(begin)

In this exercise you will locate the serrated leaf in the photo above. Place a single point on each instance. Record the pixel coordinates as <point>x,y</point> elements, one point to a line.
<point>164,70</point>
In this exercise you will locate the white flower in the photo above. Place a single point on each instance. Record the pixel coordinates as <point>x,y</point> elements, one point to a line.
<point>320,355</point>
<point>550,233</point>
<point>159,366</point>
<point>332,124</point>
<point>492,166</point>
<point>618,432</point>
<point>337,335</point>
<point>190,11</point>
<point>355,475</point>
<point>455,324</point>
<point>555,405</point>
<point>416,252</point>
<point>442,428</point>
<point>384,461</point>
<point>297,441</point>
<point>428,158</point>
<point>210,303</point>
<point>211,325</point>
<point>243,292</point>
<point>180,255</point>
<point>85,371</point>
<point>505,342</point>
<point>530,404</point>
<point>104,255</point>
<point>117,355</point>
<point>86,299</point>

(end)

■ **REQUIRED TASK**
Return all of the data above line for line, with no changes and in the original order.

■ **FULL RESPONSE**
In this exercise you will locate the serrated leaf in the photo above. Place a single point on each instance. Record the pixel coordinates as <point>x,y</point> elements, one point to a line.
<point>164,70</point>
In this exercise you will locate the white flower in the photo above. Place a single point on each instance. Record the pixel coordinates as <point>x,y</point> elements, one point to a line.
<point>320,355</point>
<point>550,233</point>
<point>159,366</point>
<point>332,124</point>
<point>492,166</point>
<point>618,432</point>
<point>337,335</point>
<point>190,11</point>
<point>355,475</point>
<point>455,324</point>
<point>555,405</point>
<point>416,252</point>
<point>442,428</point>
<point>384,461</point>
<point>297,441</point>
<point>428,158</point>
<point>210,303</point>
<point>211,325</point>
<point>243,292</point>
<point>180,255</point>
<point>85,371</point>
<point>505,342</point>
<point>530,404</point>
<point>104,255</point>
<point>117,355</point>
<point>86,299</point>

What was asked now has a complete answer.